Entries supplied -
[Start of Attachment]

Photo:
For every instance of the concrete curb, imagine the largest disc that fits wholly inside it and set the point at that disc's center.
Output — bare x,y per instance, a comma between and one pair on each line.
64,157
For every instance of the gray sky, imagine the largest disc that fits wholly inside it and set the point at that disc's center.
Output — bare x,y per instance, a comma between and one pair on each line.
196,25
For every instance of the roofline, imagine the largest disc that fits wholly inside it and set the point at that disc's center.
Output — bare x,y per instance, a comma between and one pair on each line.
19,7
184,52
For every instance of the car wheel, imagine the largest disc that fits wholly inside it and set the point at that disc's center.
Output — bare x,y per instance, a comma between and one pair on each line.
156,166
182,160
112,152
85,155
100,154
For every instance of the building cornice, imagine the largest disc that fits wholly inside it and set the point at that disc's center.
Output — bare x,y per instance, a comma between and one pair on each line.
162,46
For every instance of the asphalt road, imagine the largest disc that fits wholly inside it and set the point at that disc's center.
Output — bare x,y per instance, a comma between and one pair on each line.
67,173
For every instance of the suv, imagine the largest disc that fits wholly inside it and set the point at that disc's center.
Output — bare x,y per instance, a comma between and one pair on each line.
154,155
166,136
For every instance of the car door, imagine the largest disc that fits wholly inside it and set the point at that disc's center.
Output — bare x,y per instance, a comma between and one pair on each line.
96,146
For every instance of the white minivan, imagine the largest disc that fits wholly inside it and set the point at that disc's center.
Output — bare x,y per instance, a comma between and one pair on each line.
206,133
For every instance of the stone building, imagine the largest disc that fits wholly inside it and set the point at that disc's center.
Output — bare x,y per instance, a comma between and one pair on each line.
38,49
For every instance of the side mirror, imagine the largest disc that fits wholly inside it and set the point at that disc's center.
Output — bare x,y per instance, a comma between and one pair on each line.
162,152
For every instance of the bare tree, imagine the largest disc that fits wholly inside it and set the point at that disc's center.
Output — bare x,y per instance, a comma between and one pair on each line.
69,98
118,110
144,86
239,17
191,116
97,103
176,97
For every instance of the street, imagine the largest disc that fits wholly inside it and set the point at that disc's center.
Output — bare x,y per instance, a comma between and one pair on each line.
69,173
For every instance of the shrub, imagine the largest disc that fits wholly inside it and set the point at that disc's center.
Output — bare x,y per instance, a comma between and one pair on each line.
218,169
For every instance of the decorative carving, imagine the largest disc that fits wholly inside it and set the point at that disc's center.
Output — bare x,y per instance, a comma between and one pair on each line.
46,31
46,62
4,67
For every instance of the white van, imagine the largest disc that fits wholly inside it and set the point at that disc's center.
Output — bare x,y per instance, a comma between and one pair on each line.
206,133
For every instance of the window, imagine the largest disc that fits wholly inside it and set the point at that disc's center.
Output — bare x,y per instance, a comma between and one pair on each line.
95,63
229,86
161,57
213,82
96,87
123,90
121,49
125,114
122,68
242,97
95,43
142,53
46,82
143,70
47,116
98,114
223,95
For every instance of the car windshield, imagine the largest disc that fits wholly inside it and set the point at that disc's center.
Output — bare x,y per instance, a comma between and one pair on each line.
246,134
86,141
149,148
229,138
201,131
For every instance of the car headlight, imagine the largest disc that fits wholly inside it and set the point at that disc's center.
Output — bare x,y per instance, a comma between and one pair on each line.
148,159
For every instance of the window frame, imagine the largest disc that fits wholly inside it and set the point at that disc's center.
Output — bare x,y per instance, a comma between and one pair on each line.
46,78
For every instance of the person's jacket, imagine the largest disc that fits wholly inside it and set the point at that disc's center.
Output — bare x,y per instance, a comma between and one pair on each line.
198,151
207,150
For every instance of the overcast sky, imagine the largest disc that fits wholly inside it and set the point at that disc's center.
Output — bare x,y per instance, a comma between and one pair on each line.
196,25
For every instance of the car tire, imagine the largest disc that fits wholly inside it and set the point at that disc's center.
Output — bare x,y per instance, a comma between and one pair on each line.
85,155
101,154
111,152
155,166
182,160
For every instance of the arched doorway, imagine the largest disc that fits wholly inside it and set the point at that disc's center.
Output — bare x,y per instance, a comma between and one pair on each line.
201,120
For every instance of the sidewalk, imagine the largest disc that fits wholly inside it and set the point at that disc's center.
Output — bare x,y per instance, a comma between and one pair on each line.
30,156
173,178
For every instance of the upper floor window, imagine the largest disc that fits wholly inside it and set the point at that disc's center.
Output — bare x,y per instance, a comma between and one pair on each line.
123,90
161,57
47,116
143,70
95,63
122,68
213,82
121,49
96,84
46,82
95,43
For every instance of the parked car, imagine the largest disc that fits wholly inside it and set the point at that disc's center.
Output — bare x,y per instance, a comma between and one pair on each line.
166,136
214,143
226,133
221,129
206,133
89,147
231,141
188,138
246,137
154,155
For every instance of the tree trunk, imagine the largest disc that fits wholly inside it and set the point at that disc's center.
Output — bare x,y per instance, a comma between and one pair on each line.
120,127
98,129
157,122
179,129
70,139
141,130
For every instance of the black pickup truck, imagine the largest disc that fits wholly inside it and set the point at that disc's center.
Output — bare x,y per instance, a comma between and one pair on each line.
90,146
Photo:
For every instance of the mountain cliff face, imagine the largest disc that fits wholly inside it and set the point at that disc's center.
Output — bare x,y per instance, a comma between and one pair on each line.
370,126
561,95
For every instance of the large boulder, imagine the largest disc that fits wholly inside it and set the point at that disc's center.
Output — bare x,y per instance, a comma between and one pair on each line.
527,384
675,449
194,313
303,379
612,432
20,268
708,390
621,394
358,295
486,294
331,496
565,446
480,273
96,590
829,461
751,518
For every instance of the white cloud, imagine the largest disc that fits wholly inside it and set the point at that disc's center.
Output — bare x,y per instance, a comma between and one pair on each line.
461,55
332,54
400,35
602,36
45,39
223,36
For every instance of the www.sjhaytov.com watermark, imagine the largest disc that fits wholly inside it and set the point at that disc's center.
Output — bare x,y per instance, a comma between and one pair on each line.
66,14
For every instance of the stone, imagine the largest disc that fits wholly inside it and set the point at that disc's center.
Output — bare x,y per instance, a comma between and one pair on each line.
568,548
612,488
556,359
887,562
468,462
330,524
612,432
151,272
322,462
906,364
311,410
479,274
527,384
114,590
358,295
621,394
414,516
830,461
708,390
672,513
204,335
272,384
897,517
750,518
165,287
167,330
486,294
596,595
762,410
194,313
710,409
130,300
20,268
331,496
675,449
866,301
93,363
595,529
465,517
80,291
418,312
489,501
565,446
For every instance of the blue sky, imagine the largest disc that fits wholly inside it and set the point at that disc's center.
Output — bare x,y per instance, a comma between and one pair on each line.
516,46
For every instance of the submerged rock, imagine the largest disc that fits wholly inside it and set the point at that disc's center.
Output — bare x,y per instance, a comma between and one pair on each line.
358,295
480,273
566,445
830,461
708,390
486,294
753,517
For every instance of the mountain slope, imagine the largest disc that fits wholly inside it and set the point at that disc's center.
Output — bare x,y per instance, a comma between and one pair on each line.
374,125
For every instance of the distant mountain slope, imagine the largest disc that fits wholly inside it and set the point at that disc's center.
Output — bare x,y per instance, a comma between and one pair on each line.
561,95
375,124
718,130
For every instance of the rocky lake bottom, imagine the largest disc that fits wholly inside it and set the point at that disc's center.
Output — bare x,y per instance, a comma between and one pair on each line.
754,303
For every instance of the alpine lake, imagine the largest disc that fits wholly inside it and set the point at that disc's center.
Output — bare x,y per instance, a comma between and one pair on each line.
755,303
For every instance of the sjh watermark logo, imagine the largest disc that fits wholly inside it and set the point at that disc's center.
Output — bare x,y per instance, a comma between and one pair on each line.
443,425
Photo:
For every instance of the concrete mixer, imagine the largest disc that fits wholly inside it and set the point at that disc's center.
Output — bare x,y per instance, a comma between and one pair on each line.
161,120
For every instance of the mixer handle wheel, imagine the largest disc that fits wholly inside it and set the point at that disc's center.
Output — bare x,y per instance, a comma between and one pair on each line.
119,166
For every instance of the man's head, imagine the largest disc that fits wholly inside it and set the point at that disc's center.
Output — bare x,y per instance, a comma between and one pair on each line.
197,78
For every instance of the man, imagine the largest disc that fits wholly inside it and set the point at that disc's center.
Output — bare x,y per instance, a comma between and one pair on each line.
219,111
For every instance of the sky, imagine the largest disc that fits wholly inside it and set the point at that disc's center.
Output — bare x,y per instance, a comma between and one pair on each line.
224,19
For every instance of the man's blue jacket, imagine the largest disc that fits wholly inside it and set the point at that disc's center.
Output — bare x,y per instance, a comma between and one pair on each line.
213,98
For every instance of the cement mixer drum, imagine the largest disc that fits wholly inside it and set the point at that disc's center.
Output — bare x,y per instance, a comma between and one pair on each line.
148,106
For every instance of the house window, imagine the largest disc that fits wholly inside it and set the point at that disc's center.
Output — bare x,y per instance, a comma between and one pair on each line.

[End of Attachment]

What is expected - Copy out only the lines of the records above from the one with "For every instance of the car wheel, imagine" through the one with "For every instance of the car door, imagine", exactly as they stand, both included.

Problem solution -
For every instance of the car wheel, imagine the largest disc that fits wholly inside it and set the point at that disc's center.
Output — bare x,y per instance, a comma between and one pair on each line.
156,166
182,160
112,152
85,155
100,154
For every instance of the building cornice, imagine the largest disc that fits wholly inside it and set the point at that disc's center.
Output — bare x,y per instance, a comma between and one pair on each line.
162,46
For every instance of the asphalt road, imagine the largest disc that fits wholly inside it and set the point at that disc's center.
Output — bare x,y per instance, a comma between and one pair on each line.
67,173
For every instance of the suv, imagine the largest disc that fits wholly inside it and set the point at that disc's center.
Output — bare x,y per instance, a comma between and one pair on each line.
154,155
166,136
For every instance of the car door, imagine the largest disc that fits wholly inside it and set the point at that disc's center.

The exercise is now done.